--- begin RECORDS ---

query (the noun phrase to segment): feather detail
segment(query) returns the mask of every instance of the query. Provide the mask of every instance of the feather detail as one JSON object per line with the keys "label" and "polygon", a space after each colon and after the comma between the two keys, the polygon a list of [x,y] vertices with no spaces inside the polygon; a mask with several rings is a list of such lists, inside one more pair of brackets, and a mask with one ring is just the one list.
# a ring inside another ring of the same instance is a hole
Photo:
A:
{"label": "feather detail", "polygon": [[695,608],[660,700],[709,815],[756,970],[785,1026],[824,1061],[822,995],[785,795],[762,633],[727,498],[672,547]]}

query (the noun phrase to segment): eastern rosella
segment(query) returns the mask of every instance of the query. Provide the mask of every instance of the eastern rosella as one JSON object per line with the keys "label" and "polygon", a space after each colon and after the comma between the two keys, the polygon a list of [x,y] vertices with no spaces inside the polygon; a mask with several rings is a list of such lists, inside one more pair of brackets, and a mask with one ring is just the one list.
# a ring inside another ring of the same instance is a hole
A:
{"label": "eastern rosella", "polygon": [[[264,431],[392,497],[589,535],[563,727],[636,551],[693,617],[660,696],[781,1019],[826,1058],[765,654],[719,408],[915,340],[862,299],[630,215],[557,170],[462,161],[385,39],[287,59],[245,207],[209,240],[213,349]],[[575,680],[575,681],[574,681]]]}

--- end RECORDS ---

WHAT YOU WILL DO:
Provide all the records again, word for word.

TASK SOLUTION:
query (the noun phrase to segment): feather detail
segment(query) returns the mask of every instance of the query. Provide the mask of every instance of the feather detail as one JSON object per line with the keys "label" and "polygon", a space after each colon and after the comma between the two keys, the polygon a list of [x,y] vertices with no spaces inside the polygon; a mask with several rings is a list of such lists, inside one more pair of brackets, and a mask with one ring is just the one list.
# a ring inside another ring of the same instance is a hole
Photo:
A:
{"label": "feather detail", "polygon": [[695,608],[660,700],[709,815],[756,970],[785,1026],[824,1061],[822,995],[785,795],[762,633],[727,498],[672,547]]}

query (the noun phrase to segment): eastern rosella
segment(query) returns the mask of every instance of the query. Provide the mask of every instance of the eastern rosella as one JSON object per line with the keys "label" and "polygon", a space after each colon and after the comma between the two keys, the polygon a list of [x,y] vertices with no spaces inside the polygon; a mask with several rings is a list of such lists, inside one more pair of brackets, and a mask with one ring is just the one list.
# a ring inside another ring of the same instance is a hole
A:
{"label": "eastern rosella", "polygon": [[[264,431],[392,497],[589,535],[563,727],[636,551],[693,617],[660,696],[781,1019],[826,1058],[765,654],[719,408],[915,340],[862,299],[630,215],[557,170],[462,161],[385,39],[287,59],[245,207],[209,240],[213,349]],[[575,680],[575,681],[574,681]]]}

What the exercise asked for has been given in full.